===== Supplied records =====
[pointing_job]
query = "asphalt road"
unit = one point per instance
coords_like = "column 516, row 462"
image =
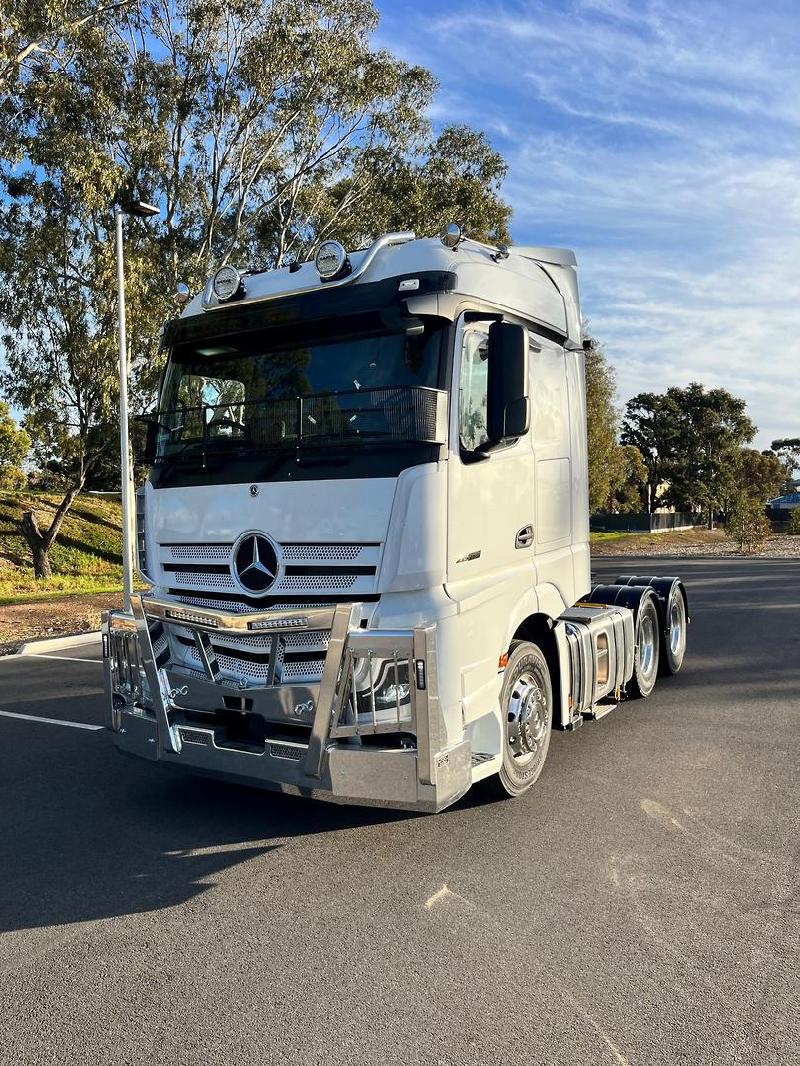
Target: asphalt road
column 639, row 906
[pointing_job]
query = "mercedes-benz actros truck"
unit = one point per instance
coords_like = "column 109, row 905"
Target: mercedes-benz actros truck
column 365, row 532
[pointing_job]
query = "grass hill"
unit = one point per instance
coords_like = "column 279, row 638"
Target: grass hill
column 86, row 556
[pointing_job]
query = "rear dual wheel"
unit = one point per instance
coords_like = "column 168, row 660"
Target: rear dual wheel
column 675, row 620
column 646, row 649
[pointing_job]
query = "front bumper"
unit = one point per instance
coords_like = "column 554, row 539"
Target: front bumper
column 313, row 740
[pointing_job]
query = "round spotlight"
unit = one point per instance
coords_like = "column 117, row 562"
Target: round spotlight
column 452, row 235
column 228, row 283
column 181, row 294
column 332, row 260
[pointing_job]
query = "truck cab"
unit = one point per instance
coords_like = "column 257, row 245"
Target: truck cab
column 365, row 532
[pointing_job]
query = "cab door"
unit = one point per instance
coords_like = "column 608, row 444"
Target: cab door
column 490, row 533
=====
• **Requirement**
The goal is an exact reprint of the entries, leaving out the pictures.

• **Result of this task**
[pointing_job]
query = "asphalt road"
unit = one point per instance
coords_like = "column 516, row 462"
image =
Target: asphalt road
column 639, row 906
[pointing_job]
query = "mercedes-benz actros truck"
unit = one point per instance
coords_like = "column 109, row 905"
Target: mercedes-benz actros truck
column 365, row 532
[pointing_job]
query = "grass hill"
unit = one point per instance
coords_like = "column 279, row 638"
Target: grass hill
column 86, row 556
[pointing_job]
query = "rear dual wheel"
unit = one point per instance
coords_like = "column 168, row 660"
Target: rear dual wheel
column 675, row 620
column 646, row 649
[pointing_job]
query = "front bumper"
unit = one point per instance
coords_like = "column 554, row 539"
Target: front bumper
column 313, row 740
[pointing_job]
query = "round spotlight"
unit = one point per instance
coords_like = "column 117, row 562"
Target: round spotlight
column 452, row 235
column 228, row 283
column 181, row 294
column 332, row 260
[pointing_job]
query = "truck cab"
unit = one point per instance
coords_like = "column 257, row 245"
Target: truck cab
column 365, row 532
[pointing_job]
query = "cab door"
unit = one point per instance
coords_like = "column 608, row 444"
Target: cab door
column 490, row 533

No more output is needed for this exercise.